◆ **作業指示**
映画大賞の記事にある次の一文を英語に訳せ。「実は映画祭出品を続けてきたのは、それを海外配給につなげ、国内だけで回収し切れない製作費を捻出する必要に駆られてのことだった。」

━━━━━ 提示文

第26回日刊スポーツ映画大賞・石原裕次郎賞(日刊スポーツ新聞社主催、石原裕次郎記念館協賛)が9日、決定した。

 是枝裕和監督(51)は監督賞初受賞に「本当にうれしい」と相好を崩した。監督を始めて18年。「そして父になる」で審査員賞を受賞したカンヌなど数々の国際映画祭で受賞経験があるが、国内では賞という形の評価や、興行面での成功は収めていなかった。

 実は映画祭出品を続けてきたのは、それを海外配給につなげ、国内だけで回収し切れない製作費を捻出する必要に駆られてのことだった。「正直、自分が日本映画界に入っている意識がない」。最近は日常を背景に人間の感情を描く作品を作り続けてきた。自ら手掛ける脚本や子役を含む俳優への演出力の評価は高かったが、国内のヒットにはつながらなかった。

━━━━━━━━━━
━━━━━ データ一覧

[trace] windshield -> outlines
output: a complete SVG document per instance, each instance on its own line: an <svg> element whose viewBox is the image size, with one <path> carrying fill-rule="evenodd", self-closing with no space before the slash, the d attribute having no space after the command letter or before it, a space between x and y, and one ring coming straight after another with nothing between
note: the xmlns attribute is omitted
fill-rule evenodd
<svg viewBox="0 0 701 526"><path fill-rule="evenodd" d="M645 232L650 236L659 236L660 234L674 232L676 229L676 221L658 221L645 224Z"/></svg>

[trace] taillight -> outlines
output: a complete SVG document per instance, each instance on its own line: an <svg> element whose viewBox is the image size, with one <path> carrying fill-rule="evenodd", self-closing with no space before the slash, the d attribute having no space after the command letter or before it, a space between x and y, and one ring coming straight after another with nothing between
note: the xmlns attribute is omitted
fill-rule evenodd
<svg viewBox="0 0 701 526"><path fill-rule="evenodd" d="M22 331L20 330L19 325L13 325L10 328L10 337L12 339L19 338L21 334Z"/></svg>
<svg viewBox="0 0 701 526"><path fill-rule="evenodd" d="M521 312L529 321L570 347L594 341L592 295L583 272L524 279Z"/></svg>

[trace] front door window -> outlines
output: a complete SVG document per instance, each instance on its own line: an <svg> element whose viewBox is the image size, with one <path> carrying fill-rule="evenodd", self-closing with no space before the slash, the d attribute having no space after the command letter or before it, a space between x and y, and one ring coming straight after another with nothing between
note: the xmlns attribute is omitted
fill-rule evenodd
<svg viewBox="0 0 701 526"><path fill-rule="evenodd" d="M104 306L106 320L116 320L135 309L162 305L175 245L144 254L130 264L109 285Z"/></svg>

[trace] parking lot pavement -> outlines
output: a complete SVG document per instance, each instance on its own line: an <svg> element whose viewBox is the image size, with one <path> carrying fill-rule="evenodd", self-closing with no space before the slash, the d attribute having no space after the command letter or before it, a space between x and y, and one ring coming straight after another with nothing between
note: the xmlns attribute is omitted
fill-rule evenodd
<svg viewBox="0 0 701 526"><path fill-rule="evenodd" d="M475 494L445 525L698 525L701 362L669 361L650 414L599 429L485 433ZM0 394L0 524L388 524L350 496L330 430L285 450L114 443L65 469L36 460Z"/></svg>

━━━━━━━━━━

◆ **回答**
In truth, the continued festival submissions were driven by the need to turn them into overseas distribution and raise production funds that could not be fully recouped in Japan alone.